## Your task:
Report each line of the records that contains the string "post", copying the full line.

## The input:
-- Start --

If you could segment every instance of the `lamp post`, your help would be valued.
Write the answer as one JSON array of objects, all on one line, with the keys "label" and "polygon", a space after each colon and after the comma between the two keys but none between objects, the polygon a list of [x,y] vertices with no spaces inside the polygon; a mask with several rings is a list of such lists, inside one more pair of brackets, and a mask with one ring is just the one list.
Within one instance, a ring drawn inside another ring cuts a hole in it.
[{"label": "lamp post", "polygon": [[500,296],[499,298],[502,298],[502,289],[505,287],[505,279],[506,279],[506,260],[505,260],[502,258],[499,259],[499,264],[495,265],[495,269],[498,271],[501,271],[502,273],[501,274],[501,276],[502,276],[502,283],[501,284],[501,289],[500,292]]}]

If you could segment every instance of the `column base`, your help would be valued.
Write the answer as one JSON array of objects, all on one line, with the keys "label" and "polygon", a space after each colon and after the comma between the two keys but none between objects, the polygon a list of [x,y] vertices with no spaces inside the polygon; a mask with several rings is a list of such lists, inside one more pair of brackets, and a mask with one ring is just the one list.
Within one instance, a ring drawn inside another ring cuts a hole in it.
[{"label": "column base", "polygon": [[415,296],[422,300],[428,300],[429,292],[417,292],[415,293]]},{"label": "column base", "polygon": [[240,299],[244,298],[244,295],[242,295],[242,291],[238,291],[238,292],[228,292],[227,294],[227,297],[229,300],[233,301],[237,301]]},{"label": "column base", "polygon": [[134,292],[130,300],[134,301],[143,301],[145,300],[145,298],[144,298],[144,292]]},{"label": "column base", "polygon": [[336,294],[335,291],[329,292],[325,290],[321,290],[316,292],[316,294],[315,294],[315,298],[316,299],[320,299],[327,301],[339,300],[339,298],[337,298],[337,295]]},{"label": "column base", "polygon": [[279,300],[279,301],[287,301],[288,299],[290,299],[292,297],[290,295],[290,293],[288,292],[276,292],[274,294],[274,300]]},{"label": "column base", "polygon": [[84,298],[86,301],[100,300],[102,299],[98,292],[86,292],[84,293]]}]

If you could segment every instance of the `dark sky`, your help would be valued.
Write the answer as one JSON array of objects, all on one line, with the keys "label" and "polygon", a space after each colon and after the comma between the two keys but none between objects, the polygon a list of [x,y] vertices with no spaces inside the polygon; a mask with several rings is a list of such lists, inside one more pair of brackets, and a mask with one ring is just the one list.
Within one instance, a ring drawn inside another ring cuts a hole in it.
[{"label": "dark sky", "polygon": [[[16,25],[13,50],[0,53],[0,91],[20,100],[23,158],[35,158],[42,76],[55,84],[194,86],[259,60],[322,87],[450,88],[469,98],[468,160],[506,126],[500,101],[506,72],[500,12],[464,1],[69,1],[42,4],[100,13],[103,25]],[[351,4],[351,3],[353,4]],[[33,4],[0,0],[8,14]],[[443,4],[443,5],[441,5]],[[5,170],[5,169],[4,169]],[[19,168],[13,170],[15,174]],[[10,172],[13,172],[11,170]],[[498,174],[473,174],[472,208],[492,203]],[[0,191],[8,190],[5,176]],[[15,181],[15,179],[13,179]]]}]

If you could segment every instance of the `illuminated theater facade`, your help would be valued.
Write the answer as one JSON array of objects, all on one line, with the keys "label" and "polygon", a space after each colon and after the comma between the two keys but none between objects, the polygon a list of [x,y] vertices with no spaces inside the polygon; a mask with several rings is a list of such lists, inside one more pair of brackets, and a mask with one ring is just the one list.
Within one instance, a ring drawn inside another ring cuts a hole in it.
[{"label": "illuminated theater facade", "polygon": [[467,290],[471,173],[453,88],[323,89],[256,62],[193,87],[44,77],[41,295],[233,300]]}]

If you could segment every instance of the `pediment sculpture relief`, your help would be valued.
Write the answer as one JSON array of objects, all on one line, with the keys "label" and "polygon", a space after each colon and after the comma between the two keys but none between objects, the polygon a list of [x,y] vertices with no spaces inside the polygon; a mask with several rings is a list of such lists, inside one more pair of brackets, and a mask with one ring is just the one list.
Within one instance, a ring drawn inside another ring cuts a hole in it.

-- End --

## Exercise answer:
If you could segment every instance of the `lamp post`, your help would be valued.
[{"label": "lamp post", "polygon": [[500,296],[499,298],[502,298],[502,289],[505,287],[505,279],[506,279],[506,260],[505,260],[502,258],[499,259],[499,264],[495,265],[495,269],[498,271],[501,271],[502,273],[501,274],[501,276],[502,276],[502,283],[501,284],[501,289],[500,292]]}]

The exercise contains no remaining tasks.